• [INFORMATION SUPPLIED]

▼

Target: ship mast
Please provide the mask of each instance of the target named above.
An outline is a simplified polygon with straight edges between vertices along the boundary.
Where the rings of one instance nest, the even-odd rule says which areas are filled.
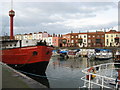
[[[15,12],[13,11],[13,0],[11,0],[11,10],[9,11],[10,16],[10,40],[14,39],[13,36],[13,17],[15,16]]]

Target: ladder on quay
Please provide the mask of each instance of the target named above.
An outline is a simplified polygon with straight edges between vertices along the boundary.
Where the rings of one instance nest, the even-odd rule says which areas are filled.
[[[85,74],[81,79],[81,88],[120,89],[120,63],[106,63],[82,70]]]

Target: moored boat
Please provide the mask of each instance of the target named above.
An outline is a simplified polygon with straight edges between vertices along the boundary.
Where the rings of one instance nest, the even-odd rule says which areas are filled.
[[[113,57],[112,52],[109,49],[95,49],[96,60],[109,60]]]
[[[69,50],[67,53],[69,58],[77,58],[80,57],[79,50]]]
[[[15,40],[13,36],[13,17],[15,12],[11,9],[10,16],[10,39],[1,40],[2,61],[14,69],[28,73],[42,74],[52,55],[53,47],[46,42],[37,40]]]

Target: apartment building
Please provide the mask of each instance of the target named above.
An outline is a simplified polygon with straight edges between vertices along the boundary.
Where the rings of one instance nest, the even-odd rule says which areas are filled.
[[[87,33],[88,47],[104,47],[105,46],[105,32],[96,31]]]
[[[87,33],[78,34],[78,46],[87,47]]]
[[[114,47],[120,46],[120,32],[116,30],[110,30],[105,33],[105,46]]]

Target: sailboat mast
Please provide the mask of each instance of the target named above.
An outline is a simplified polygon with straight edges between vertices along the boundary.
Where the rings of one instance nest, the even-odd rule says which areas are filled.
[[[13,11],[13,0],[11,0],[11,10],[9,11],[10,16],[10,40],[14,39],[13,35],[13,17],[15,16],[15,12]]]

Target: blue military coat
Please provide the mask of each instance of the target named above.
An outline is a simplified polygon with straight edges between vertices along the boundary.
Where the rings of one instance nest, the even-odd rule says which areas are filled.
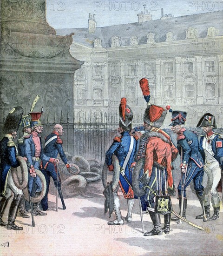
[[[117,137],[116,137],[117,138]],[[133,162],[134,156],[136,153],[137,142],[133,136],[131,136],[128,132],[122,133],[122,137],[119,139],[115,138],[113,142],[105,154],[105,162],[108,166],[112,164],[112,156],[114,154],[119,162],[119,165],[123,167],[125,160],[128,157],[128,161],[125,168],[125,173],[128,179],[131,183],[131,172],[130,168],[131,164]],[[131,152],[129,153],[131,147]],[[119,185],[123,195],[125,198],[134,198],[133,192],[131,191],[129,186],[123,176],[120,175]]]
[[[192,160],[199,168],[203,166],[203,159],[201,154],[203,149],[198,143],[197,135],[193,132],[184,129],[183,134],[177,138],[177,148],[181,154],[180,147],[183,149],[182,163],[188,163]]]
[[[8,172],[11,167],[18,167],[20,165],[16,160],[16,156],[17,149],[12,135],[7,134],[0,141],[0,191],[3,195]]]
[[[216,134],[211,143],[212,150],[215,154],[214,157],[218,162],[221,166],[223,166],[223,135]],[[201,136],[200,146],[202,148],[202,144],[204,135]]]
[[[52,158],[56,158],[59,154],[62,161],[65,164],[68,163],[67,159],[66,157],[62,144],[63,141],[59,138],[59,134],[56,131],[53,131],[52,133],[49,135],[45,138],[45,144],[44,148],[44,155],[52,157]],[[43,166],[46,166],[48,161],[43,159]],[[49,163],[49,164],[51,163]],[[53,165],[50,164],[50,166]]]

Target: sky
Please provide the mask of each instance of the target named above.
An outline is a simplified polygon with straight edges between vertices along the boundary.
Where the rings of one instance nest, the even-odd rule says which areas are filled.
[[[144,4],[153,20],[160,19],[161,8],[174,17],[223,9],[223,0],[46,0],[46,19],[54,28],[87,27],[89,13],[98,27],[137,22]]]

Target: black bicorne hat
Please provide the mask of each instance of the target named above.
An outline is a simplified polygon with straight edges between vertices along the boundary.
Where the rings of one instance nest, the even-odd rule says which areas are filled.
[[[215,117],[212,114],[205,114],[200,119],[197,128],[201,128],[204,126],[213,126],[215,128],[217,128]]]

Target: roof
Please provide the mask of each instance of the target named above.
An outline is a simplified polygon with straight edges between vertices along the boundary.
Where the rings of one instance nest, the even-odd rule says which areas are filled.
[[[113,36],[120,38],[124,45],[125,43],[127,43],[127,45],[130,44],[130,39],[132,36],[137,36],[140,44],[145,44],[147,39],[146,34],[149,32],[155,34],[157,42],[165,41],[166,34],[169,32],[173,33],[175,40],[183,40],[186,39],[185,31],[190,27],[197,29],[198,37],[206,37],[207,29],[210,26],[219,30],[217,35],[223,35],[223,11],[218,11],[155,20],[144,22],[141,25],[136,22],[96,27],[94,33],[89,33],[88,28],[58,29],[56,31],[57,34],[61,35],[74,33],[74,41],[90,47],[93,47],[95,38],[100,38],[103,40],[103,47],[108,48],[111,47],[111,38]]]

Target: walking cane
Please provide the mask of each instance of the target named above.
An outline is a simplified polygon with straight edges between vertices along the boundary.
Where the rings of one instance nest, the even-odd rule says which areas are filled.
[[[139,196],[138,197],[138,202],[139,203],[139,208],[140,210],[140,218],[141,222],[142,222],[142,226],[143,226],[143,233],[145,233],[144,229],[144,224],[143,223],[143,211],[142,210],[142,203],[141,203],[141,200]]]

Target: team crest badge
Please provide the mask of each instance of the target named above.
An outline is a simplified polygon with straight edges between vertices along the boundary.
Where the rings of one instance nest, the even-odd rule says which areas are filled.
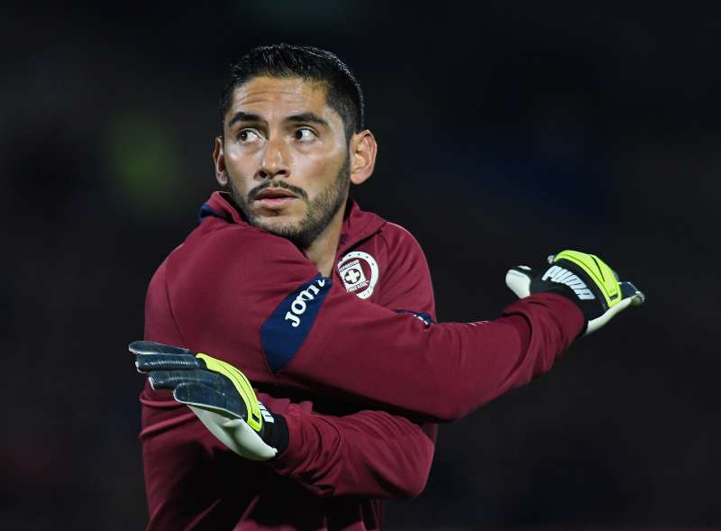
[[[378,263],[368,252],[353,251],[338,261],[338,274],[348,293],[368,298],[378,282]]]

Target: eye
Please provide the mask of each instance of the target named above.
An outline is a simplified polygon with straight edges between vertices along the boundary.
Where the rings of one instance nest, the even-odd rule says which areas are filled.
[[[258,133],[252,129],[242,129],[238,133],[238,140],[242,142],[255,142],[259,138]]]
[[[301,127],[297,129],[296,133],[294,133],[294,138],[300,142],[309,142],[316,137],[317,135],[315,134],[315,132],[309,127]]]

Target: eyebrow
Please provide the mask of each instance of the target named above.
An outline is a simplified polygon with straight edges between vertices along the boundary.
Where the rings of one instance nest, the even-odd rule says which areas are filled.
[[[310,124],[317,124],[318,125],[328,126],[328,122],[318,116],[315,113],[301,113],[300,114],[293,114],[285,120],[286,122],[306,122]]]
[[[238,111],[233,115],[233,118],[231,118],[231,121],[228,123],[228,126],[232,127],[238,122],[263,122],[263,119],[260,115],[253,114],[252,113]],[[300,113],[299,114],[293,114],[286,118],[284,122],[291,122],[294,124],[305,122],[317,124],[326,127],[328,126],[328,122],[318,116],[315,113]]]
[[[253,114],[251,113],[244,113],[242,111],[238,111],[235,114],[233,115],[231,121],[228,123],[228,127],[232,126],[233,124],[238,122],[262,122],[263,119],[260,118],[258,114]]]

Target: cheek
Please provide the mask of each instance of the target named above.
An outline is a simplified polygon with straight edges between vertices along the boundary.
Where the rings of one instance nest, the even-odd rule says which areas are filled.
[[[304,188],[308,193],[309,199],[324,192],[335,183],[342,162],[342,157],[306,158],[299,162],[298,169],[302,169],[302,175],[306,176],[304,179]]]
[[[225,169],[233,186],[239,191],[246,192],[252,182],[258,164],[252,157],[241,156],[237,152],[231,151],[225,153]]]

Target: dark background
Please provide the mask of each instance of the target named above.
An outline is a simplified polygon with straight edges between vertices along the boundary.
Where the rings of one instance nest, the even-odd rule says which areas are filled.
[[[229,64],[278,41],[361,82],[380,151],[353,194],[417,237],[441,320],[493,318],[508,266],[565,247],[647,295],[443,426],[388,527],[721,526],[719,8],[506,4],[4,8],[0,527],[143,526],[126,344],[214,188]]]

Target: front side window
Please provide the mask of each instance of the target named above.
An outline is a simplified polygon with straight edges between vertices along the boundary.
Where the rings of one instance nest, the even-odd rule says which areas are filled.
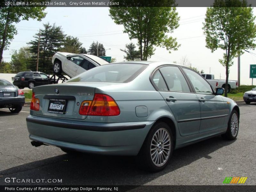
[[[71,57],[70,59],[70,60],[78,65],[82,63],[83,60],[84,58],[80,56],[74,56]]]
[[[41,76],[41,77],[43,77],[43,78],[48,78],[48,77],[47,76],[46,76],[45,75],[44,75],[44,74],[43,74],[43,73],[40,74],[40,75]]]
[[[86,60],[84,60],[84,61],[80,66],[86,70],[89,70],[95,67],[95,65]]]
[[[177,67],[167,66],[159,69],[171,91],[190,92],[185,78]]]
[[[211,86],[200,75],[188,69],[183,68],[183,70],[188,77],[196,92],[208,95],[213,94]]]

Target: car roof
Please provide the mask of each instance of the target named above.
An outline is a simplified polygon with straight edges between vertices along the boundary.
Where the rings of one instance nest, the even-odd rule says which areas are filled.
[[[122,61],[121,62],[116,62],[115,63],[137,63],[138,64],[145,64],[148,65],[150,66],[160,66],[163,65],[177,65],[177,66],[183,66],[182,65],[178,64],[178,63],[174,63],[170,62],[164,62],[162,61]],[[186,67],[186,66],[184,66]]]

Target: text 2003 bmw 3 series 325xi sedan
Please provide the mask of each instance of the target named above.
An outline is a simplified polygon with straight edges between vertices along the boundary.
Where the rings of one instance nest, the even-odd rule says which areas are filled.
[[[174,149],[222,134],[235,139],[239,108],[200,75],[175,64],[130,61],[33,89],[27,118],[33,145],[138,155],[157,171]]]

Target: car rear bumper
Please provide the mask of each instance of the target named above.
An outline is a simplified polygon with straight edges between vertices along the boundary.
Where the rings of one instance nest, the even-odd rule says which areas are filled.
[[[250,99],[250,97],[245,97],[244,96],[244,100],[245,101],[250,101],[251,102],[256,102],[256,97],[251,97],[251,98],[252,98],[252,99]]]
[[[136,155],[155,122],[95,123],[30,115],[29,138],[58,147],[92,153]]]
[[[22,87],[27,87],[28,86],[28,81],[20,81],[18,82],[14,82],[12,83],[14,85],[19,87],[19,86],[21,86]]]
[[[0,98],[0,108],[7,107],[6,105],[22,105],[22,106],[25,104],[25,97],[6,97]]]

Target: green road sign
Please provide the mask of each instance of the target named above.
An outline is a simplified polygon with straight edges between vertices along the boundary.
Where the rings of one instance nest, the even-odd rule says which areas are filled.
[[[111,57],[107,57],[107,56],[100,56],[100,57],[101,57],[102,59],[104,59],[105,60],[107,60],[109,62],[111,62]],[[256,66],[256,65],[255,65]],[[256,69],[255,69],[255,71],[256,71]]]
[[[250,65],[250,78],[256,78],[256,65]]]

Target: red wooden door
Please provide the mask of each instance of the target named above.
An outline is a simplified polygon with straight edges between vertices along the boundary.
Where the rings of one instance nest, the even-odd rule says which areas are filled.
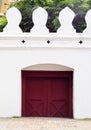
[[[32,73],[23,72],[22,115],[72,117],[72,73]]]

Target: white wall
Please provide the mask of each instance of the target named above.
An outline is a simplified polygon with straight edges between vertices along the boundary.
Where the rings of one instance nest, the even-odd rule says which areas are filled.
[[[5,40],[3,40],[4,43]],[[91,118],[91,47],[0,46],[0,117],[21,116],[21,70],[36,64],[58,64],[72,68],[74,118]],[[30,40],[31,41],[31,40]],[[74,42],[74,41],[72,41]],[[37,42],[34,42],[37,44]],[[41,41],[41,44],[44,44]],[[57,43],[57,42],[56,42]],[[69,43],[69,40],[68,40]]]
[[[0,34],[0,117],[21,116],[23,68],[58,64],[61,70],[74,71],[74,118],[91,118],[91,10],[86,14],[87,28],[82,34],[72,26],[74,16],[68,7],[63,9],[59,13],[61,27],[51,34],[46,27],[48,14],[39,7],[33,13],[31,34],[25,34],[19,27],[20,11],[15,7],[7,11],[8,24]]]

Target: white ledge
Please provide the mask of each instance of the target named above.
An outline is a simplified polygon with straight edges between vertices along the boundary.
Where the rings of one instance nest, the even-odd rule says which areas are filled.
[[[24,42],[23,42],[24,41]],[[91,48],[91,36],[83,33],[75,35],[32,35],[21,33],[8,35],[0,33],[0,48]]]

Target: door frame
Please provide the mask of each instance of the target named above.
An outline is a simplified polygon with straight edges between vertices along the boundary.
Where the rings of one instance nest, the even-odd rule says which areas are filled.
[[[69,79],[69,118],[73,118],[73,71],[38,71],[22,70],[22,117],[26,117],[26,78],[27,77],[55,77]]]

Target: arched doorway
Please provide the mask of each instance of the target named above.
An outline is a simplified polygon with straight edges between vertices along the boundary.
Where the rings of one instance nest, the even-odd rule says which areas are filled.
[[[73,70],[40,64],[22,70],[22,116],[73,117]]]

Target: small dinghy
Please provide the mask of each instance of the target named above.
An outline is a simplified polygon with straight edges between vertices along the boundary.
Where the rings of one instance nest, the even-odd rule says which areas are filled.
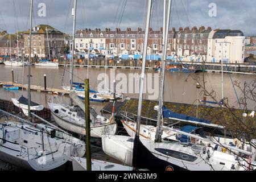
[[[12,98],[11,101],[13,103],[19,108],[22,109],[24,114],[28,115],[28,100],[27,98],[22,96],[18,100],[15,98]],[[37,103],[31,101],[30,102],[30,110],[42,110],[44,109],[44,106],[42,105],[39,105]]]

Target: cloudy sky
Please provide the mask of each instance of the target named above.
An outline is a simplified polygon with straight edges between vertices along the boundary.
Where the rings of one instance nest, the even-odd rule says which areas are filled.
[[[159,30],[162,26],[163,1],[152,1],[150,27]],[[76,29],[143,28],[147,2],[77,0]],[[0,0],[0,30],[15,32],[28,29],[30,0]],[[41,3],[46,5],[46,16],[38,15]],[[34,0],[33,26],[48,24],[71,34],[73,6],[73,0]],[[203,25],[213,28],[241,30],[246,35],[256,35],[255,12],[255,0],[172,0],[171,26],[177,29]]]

▲

• [EXERCISE]
Copy out exactly the lines between the line containing "Target: white ledge" and the end of the entries, including both, and leave the pictures behind.

• [REPLY TO THE TASK]
Target: white ledge
Please provide the mask of each instance of the target named above.
An outline is a simplified polygon with straight edges between vertices along the boundary.
Where the rings of one instance nest, the even-odd rule says which areas are filled.
[[[24,42],[23,42],[24,41]],[[91,48],[91,36],[83,33],[75,35],[32,35],[21,33],[8,35],[0,33],[0,48]]]

Target: door frame
Please provide the mask of each instance of the target named above.
An outline is a simplified polygon with straight edges between vertices along the boundary.
Where the rings of one instance nest, the even-odd rule says which areas are filled.
[[[69,79],[69,118],[73,118],[73,71],[38,71],[22,70],[22,117],[26,117],[26,78],[27,77],[55,77]]]

Target: arched doorway
Please provide the mask of each instance of the target named above.
An outline is a simplified polygon with straight edges between vertices along the boundary.
Where the rings of one instance nest, the even-odd rule says which areas are filled.
[[[73,70],[40,64],[22,70],[22,116],[73,117]]]

Target: small dinghy
Please provide the mask of each instance of the target named above.
An outline is a simplified polygon with straight edges between vertices along the boundary.
Where the rings of one instance nest, the even-odd rule says which areas are filled.
[[[12,98],[11,101],[13,103],[19,108],[22,109],[24,114],[28,115],[28,100],[27,98],[22,96],[18,100],[15,98]],[[37,103],[31,101],[30,102],[30,110],[42,110],[44,109],[44,106],[42,105],[39,105]]]

Target: cloudy sky
Please provide the mask of each instance of the target named above.
An outline is a simplified polygon with straight edges between vertices along the boundary.
Where the rings of one instance nest, the even-odd rule says which areas are filled.
[[[159,30],[162,26],[163,1],[152,1],[150,27]],[[76,29],[143,28],[147,2],[77,0]],[[0,0],[0,30],[15,32],[28,29],[30,0]],[[41,3],[46,5],[46,16],[38,15]],[[34,0],[33,26],[48,24],[71,34],[73,6],[73,0]],[[203,25],[213,28],[241,30],[246,35],[256,35],[255,12],[255,0],[172,0],[171,26],[177,29]]]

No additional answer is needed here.